◆ Short exercise ◆
Would you copy only the lines below, beginning with the one that contains "For each instance of the wine bottle neck, place" and running through the last entry line?
┌────────
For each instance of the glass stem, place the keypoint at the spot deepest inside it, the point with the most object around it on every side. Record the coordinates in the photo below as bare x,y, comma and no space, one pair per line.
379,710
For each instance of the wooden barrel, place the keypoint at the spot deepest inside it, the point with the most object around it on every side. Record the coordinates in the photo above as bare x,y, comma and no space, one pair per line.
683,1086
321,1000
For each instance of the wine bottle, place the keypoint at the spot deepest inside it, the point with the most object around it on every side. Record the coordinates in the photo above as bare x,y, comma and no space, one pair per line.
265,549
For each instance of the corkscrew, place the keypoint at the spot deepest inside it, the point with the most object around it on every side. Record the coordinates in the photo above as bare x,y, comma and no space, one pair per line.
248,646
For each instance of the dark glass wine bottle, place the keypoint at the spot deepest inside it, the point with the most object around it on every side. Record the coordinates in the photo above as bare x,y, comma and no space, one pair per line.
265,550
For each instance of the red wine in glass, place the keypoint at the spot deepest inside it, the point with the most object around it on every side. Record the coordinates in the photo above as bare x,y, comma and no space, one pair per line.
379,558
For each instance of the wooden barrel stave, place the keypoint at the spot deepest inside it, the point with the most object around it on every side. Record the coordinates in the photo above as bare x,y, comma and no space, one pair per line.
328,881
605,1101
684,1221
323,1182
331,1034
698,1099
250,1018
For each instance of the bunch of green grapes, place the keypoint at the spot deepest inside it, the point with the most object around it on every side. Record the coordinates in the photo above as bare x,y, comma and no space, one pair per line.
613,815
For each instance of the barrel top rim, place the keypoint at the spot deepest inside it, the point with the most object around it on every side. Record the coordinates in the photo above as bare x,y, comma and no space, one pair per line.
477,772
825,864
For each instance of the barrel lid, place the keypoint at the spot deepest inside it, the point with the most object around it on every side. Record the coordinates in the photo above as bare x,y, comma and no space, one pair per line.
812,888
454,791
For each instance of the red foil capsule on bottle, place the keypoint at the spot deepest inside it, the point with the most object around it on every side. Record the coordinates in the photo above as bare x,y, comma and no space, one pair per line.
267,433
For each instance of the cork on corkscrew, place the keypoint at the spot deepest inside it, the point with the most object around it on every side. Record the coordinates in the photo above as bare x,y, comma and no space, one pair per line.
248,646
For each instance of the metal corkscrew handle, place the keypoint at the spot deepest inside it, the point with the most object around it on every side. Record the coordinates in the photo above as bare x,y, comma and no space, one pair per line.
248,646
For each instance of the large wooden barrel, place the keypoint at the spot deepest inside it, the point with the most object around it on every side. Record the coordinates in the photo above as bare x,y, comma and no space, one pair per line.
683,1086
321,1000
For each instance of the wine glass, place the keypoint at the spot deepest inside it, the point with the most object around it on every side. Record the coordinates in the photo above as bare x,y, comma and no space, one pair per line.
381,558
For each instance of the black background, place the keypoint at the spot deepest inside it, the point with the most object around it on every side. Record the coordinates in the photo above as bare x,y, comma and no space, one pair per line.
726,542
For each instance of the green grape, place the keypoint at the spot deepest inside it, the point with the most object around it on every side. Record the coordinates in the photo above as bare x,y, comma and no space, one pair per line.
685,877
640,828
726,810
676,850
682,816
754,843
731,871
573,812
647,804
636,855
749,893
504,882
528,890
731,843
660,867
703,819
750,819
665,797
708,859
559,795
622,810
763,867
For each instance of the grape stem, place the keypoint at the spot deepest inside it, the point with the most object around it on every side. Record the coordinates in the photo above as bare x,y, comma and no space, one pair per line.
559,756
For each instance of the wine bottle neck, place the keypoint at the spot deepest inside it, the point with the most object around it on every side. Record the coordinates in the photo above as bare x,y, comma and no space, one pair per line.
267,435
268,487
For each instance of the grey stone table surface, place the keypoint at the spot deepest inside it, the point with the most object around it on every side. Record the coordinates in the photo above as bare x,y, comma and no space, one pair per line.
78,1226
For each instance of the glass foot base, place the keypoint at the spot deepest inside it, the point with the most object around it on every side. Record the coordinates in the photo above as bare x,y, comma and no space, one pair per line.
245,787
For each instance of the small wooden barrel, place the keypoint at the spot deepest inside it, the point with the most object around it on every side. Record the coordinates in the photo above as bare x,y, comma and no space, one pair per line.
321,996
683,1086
└────────
◆ Task solution ◆
For each instance of the wine bottle neck, place the keypoint at the spot deepest inside it, the point with the most object around it on every side. Record the coordinates in the photo above as bare x,y, comma and no space, one pair per line.
267,435
268,487
For each instance of the grey stone table surface, place the keypoint at the spot deepest inside it, the point with the most object around it on every side. Record the coordinates in the photo above as bare x,y, comma and no space, one pair per line.
78,1226
For each instance of the glass foot base, place the keypoint at the spot deepest inside it, the point with the most object around it on every side. Record the coordinates in the photo above as bare x,y, comma and no space, one pair per line.
245,787
For each instance of the small wooden barrel, place the keypoint at the spot deepest inside it, the point with the most object around it on every side. Record the coordinates in the photo above as bare x,y, comma and no space, one pair per line.
321,996
683,1086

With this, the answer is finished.